▸ **What you have to do**
Continue the cricket blog post below on pace bowlers and the case for a bowling coach, picking up after its final sentence.
------ Supplied passage ------
Wednesday, June 01, 2005

Sense and sensibility...

...from Javagal Srinath, on the subject of pace bowlers. Of the many interesting comments, here highlighting a few:
On how top teams today prepare for upcoming encounters:
He (Aussie biomechanics expert Darryl Foster) revealed that the Australian team has taken shots of the last 23 dismissals of English batsmen and marked out their weak areas and the bowlers have been directed to keep that as the line of attack.

And on our use-and-throw policy of selection:
During my stint with the Indian team I worked with 26 fast bowlers. You cannot expect to build a pace team with that sort of impatience. Everywhere in the world we see that fast bowlers complement each other and help each other take wickets. In India, we have played with three spinners and one fast bowler for most of our history.

The larger debate on the need for a bowling coach, though, is something I am a touch ambivalent about. Firstly, as Sri himself says, much of coaching these days is about preparedness, homework, plotting the opposition's strengths and weaknesses -- and where in India do we have people with that sort of coaching skills on their resume? Sri, in fact, is perhaps the only one I can think of -- he is tech savvy; knows well the use of video analysis; has played a mentoring role to most of the Indian seamers doing duty today and works well with them.
The alternative would be to do what we did in Australia the last time we toured -- when playing crucial contests, or in unfamiliar conditions, or both, get a local with a good track record to coach the seam department, as Bruce Reid did so well Down Under.
------ Records provided ------
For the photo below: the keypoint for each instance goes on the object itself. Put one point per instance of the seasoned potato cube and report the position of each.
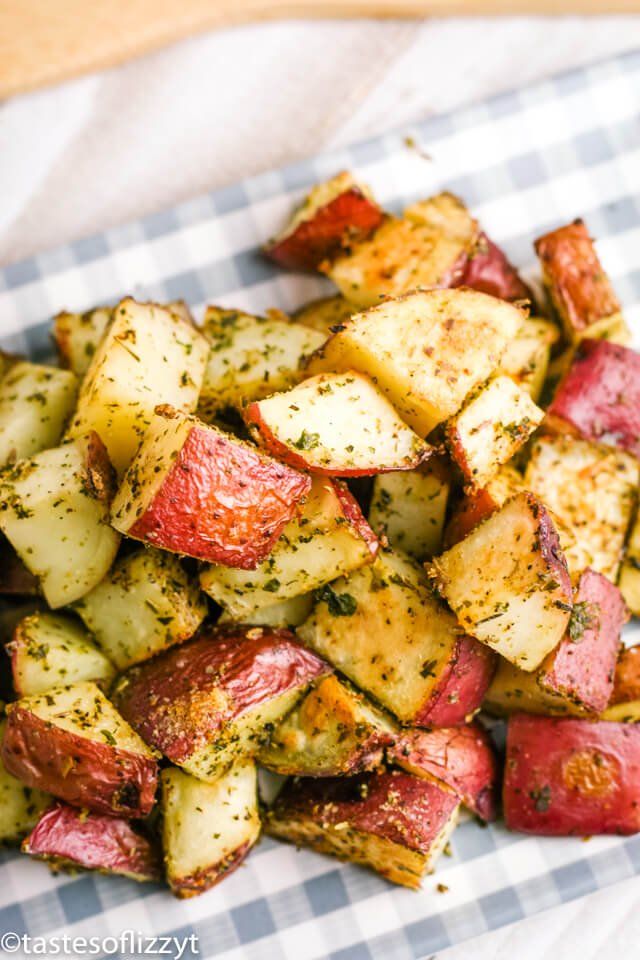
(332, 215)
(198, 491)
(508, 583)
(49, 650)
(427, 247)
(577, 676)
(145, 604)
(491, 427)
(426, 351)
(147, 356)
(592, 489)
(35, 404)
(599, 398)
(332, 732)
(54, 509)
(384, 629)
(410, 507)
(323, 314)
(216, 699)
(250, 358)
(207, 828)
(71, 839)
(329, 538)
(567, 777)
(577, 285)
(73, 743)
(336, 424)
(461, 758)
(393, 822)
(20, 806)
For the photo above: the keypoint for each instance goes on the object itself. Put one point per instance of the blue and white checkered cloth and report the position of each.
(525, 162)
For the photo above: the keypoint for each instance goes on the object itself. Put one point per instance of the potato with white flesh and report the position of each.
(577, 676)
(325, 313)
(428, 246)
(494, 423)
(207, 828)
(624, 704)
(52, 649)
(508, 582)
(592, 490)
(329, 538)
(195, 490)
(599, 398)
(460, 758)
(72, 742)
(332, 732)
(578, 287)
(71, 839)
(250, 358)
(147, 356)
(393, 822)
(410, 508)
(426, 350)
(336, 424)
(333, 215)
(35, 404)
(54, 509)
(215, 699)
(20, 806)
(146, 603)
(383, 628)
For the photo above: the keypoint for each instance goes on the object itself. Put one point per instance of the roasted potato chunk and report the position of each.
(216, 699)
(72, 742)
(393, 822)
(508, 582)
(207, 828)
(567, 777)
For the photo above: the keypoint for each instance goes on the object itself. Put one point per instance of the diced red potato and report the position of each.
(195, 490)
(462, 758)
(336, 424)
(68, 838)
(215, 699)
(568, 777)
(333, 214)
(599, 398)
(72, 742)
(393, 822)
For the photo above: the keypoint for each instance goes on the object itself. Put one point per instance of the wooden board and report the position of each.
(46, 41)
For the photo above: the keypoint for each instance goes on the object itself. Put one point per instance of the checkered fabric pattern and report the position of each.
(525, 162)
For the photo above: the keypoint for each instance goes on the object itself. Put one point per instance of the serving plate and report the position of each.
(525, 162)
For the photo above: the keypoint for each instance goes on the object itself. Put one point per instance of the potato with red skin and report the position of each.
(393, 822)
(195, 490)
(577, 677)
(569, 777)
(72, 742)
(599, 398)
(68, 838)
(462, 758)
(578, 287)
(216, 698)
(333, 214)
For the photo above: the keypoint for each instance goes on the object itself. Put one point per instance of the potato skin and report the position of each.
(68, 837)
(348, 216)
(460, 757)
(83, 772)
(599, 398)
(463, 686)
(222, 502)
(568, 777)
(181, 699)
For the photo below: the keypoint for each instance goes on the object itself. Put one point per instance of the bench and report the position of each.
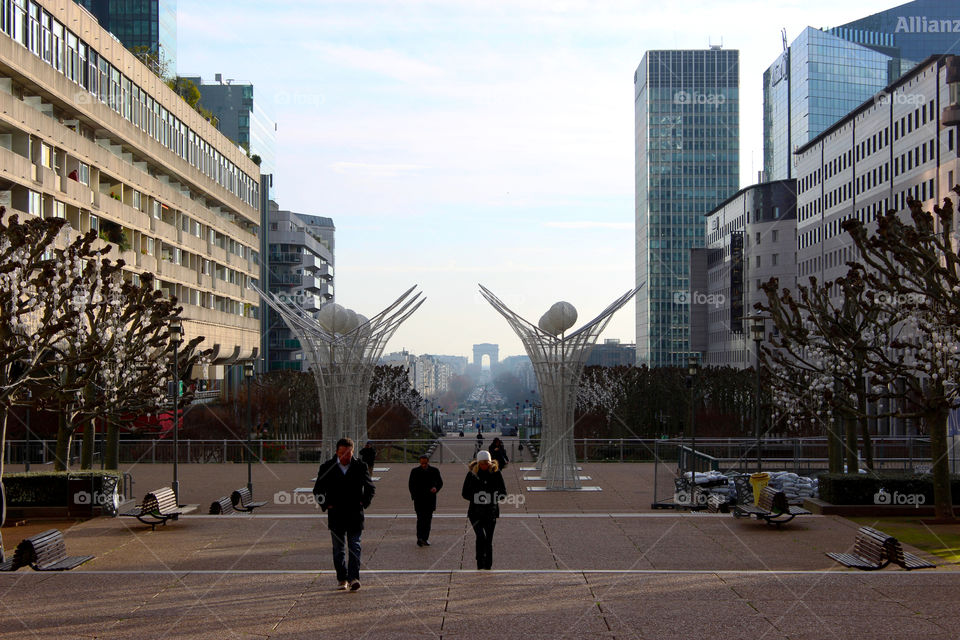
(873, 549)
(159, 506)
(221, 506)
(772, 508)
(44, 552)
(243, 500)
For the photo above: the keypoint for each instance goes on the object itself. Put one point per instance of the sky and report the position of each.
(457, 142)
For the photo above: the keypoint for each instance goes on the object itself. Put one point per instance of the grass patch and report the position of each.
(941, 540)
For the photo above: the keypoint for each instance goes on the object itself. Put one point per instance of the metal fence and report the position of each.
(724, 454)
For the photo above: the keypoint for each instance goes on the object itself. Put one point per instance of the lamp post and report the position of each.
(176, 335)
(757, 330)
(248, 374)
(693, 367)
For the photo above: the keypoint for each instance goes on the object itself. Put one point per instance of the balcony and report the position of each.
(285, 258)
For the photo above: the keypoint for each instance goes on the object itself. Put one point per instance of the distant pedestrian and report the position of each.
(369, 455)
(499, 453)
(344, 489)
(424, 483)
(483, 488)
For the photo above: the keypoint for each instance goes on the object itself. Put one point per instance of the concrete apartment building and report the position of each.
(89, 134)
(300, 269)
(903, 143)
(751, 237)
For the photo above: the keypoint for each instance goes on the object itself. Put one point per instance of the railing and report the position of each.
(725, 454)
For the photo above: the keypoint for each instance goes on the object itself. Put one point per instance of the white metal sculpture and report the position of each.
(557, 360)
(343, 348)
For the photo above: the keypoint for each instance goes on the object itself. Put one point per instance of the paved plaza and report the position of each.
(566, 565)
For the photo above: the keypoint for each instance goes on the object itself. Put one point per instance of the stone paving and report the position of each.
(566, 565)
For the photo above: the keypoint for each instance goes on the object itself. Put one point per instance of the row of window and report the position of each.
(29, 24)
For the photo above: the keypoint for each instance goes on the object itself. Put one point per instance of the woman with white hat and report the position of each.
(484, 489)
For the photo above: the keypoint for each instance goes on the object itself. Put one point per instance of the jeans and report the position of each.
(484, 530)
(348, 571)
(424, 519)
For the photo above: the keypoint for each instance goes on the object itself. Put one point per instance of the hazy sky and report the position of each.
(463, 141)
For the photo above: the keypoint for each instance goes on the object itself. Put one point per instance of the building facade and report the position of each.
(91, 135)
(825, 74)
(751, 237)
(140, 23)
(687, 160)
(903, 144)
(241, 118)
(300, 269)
------
------ Records provided ------
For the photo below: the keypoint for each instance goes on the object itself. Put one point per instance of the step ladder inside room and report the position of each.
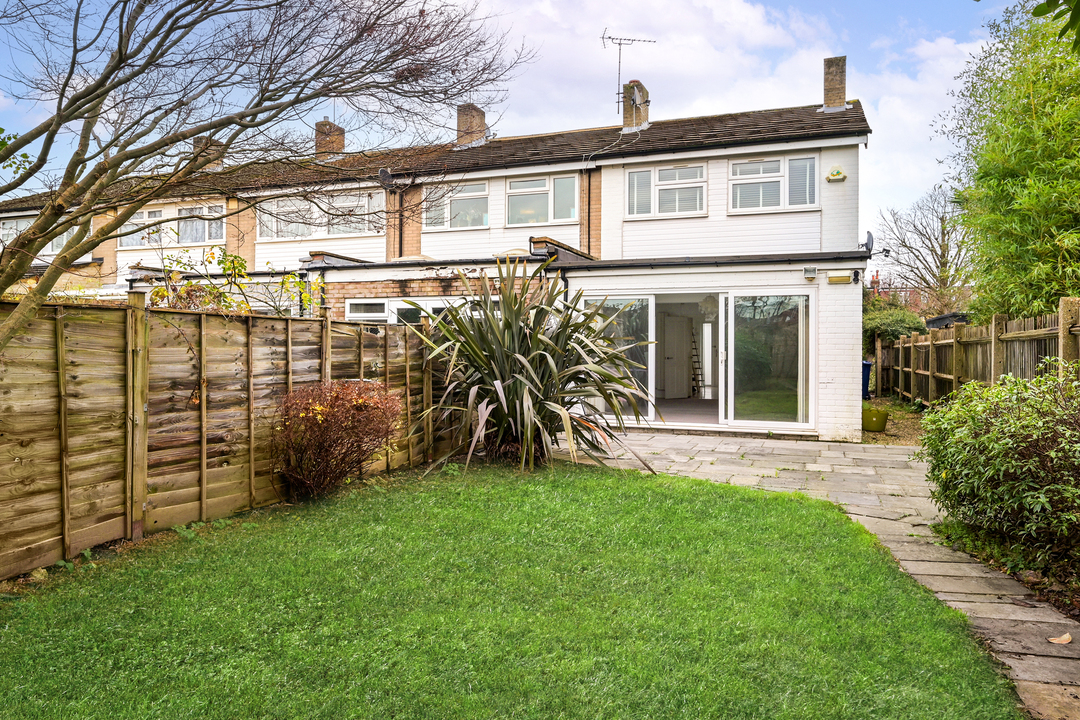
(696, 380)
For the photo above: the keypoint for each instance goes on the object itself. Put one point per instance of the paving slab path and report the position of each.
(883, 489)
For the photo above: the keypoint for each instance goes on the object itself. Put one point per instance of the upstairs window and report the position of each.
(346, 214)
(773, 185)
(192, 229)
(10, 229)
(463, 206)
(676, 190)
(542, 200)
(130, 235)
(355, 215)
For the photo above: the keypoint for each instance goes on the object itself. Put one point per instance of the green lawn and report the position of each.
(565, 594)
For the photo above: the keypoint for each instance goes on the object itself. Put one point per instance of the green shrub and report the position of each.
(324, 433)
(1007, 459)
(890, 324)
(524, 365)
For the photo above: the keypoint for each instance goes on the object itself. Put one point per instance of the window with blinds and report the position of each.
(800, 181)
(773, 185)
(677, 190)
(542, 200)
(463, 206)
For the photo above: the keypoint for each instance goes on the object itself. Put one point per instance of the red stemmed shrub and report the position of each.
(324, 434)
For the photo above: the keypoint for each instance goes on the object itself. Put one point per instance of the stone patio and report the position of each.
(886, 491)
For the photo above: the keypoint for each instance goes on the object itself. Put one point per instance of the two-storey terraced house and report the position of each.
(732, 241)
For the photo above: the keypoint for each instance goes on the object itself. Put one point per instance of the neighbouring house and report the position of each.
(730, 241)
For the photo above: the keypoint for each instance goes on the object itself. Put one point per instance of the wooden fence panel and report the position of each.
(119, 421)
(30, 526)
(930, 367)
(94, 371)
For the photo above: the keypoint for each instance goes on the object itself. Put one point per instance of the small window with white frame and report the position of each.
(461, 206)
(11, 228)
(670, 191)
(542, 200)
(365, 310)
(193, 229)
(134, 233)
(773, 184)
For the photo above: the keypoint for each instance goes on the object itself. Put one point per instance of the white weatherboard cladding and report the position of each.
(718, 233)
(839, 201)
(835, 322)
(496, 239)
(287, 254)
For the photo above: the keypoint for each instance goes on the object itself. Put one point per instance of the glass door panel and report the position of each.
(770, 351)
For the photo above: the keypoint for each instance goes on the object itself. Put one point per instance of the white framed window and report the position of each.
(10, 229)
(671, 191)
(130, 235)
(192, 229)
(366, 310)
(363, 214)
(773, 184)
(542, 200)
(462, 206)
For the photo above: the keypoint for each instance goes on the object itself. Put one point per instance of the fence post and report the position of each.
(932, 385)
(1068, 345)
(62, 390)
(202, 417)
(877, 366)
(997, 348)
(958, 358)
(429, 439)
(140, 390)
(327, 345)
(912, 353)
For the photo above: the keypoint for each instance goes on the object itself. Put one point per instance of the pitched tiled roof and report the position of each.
------
------ Records provided ------
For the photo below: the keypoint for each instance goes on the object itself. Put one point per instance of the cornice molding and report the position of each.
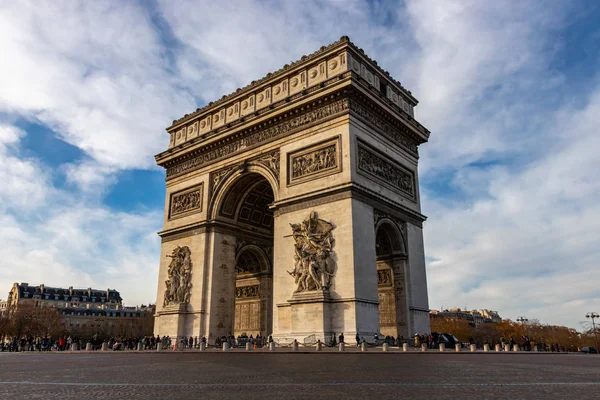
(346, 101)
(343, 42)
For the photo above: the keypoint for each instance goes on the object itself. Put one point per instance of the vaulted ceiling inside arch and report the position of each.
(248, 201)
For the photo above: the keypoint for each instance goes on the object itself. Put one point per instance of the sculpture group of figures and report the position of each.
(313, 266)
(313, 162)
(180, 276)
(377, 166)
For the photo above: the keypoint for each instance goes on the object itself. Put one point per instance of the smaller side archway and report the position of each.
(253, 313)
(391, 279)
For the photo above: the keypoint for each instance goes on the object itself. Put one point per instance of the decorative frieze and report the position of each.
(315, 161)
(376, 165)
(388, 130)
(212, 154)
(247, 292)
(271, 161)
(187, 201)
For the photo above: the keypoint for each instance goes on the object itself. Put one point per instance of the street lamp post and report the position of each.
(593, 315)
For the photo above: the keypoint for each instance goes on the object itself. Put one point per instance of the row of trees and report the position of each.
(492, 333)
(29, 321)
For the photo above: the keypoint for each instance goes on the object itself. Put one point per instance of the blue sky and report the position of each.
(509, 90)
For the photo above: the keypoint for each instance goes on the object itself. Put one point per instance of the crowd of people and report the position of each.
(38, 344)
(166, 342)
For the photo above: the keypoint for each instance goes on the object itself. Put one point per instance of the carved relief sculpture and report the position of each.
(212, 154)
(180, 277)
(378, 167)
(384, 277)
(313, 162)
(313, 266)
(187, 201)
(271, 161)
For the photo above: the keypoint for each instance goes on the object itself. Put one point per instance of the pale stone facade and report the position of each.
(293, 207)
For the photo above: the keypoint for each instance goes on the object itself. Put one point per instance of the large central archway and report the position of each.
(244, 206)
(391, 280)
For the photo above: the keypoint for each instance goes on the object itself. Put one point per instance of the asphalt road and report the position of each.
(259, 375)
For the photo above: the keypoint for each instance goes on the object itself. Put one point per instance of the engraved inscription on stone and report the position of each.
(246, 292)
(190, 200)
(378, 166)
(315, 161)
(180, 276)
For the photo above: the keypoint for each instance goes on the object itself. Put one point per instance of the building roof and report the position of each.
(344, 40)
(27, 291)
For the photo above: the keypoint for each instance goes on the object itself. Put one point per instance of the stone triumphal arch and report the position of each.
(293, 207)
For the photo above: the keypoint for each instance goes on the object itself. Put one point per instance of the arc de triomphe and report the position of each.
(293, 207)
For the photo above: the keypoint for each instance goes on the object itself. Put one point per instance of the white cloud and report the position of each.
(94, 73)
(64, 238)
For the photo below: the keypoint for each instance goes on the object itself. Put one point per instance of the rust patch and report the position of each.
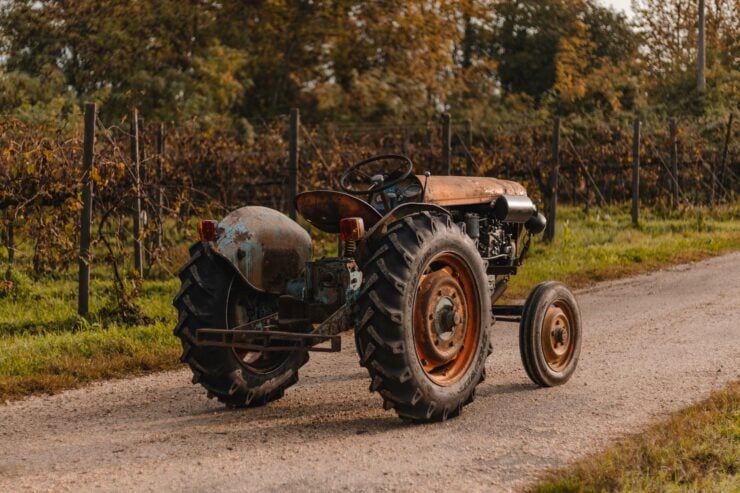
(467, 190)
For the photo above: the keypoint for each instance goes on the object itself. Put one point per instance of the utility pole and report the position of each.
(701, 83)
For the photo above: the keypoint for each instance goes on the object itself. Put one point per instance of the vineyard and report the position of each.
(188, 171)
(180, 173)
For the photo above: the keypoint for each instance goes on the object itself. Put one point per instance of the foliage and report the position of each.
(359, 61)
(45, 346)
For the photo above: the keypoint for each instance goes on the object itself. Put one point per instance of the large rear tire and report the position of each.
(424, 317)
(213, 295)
------
▸ **Response for this exercise**
This latter route, to my mind, works best. During Wright's time, he and the team's video tech did much the same thing Foster says the Aussies do -- and when that kind of in-depth analysis was added to Reid's local savvy, results really showed, with even tyros like Pathan knowing exactly where to land the ball, for each player.
One thing for sure -- the team does need some kind of specialized bowling coach(ing); the only debate really is of method; of whether a full-timer is preferable to a local man who changes with each tour.


  • Prem,

    My only problem with Sri would be -- how good was he in producing the away delivery? I can't quite think of Sri producing many of those. Could he then guide our young guys?

    Hey, I have an excellent suggestion -- why not make Wasim Akram the bowling coach of India? Young, intellligent, immensely talented, is aware of what's heppening in the world of cricket today, successful cricketer, has clashed with a lot of egos, knows how to handle politicking (since he's from the sub continent too). Wasim Akram would be an excellent complement to Greg Chappell.

    Your thoughts, anna?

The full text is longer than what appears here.